* Task objective
Which lines in the records below contain the string "Pinpoint"? List each one in full, treating case as significant.

* Available records
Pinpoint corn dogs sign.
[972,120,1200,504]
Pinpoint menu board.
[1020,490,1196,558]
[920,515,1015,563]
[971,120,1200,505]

* Completed exercise
Pinpoint corn dogs sign.
Pinpoint menu board.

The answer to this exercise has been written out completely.